◆ Work to complete
Extract every line of the data below verbatim, in the original order, with no changes to wording, punctuation, or coordinates.

◆ Data entries
※

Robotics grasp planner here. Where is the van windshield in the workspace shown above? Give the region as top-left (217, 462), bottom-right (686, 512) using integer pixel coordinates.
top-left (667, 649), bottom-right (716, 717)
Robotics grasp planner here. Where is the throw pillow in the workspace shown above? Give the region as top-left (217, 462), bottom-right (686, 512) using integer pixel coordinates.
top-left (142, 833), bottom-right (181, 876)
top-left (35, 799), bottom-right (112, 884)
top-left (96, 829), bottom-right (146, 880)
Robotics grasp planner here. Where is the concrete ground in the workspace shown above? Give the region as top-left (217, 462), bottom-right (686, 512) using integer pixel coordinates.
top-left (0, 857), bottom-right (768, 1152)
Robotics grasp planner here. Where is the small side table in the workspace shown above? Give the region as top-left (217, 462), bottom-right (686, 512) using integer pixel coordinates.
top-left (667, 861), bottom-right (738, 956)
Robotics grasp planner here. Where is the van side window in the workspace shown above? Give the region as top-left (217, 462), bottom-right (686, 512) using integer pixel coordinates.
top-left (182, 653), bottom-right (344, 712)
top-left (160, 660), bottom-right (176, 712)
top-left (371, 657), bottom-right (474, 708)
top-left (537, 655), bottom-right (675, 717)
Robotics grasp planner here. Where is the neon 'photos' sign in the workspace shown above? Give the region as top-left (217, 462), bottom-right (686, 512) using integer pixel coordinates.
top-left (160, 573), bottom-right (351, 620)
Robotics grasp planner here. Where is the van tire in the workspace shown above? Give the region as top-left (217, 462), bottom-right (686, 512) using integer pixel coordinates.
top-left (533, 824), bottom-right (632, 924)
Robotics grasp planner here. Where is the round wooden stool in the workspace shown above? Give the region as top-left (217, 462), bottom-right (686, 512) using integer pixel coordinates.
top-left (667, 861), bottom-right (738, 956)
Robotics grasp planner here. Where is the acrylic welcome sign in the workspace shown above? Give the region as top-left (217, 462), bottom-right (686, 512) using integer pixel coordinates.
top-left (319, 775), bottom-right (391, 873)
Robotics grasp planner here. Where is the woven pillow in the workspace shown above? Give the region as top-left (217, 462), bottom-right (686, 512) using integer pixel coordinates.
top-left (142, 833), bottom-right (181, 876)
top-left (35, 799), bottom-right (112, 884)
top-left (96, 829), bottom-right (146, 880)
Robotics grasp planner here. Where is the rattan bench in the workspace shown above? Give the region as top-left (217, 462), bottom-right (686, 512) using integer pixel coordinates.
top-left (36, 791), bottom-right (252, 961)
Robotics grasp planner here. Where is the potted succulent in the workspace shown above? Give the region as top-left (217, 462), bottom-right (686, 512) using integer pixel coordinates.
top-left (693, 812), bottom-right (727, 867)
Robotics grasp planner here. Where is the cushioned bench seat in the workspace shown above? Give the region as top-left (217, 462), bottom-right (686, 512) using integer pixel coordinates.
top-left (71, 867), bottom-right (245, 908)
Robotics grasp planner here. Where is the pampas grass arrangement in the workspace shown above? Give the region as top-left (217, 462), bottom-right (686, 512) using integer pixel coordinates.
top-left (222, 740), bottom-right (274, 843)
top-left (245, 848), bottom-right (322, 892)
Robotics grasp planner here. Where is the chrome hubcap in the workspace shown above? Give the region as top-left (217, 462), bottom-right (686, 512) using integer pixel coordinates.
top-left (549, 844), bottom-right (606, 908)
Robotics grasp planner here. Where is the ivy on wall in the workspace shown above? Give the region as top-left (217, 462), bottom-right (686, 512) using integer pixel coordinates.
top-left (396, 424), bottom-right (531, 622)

※

◆ Answer
Robotics grasp planner here. Where is the van windshield in the workspace shown above? Give the region as top-left (217, 462), bottom-right (686, 512) using integer pixel coordinates.
top-left (667, 649), bottom-right (716, 717)
Robotics grasp planner here. Where is the throw pillow in the workspace shown above? Give the region as top-left (217, 462), bottom-right (686, 512) using integer pixel coordinates.
top-left (142, 833), bottom-right (181, 876)
top-left (35, 799), bottom-right (112, 884)
top-left (96, 829), bottom-right (146, 880)
Robotics grasp planner here. Where is the concrete ground in the workspace shown above? Give the region as top-left (217, 462), bottom-right (686, 512) using integer pixel coordinates.
top-left (0, 857), bottom-right (768, 1152)
Robotics grasp planner here. Where is the small side table in the workspace shown above? Give the region as top-left (217, 462), bottom-right (686, 512) using integer pixel coordinates.
top-left (667, 861), bottom-right (738, 956)
Robotics grasp planner here. Where is the van side window in the workspace shown above? Give the region as top-left (217, 462), bottom-right (686, 512) using integer pixel coordinates.
top-left (182, 653), bottom-right (344, 712)
top-left (160, 660), bottom-right (176, 712)
top-left (371, 657), bottom-right (474, 708)
top-left (537, 655), bottom-right (675, 717)
Robotics grasp planner here. Where is the neon 'photos' sign in the workspace shown above? Give the region as top-left (217, 462), bottom-right (686, 512) using integer pixel coordinates.
top-left (160, 573), bottom-right (351, 620)
Robotics grasp planner here. Where is the van tire in the workspace shown above? Give the region as top-left (217, 462), bottom-right (686, 512) using integer pixel coordinates.
top-left (533, 824), bottom-right (632, 924)
Robotics grasp planner here. Where is the round wooden stool in the workspace shown above? Give the region as top-left (217, 462), bottom-right (686, 512) using integer pixel coordinates.
top-left (667, 861), bottom-right (738, 956)
Robotics grasp planner here. Where is the acrylic welcome sign in the workspace shown above? Give the region as top-left (217, 462), bottom-right (686, 512) using integer pixel coordinates.
top-left (319, 775), bottom-right (391, 873)
Robotics grasp planner here. Where is the woven pillow in the workspace shown above? Give the region as top-left (217, 462), bottom-right (686, 512) using integer pixel coordinates.
top-left (142, 833), bottom-right (181, 876)
top-left (35, 799), bottom-right (112, 884)
top-left (96, 829), bottom-right (146, 880)
Robotics grasp planner here. Where is the rattan bench in the workspace shown above? Give the region as top-left (217, 462), bottom-right (686, 512) using integer pixel coordinates.
top-left (36, 791), bottom-right (252, 961)
Robotics grasp planner here. Where is the potted succulent in the workspace shown above? Give the region as top-left (217, 462), bottom-right (686, 512) using integer pixel coordinates.
top-left (693, 812), bottom-right (727, 867)
Robotics grasp planner here. Where is the cushioned bench seat in the workspace shown above? Give the region as top-left (217, 462), bottom-right (686, 512) using integer pixel coordinates.
top-left (71, 867), bottom-right (245, 908)
Robotics grasp planner here. Where is the pampas grass arrangement in the workspace shown above? Give the region as top-left (217, 462), bottom-right (686, 512) using integer pixel coordinates.
top-left (222, 740), bottom-right (274, 843)
top-left (245, 848), bottom-right (322, 892)
Robotics grasp planner here. Where is the chrome hubcap in the workspace shown above? Give the region as top-left (217, 462), bottom-right (686, 512) using integer pixel coordinates.
top-left (549, 844), bottom-right (606, 908)
Robotics grasp planner here. Where is the ivy on wall in the workspace shown above? Give the region as top-left (217, 462), bottom-right (686, 512) using integer pixel coordinates.
top-left (396, 424), bottom-right (531, 622)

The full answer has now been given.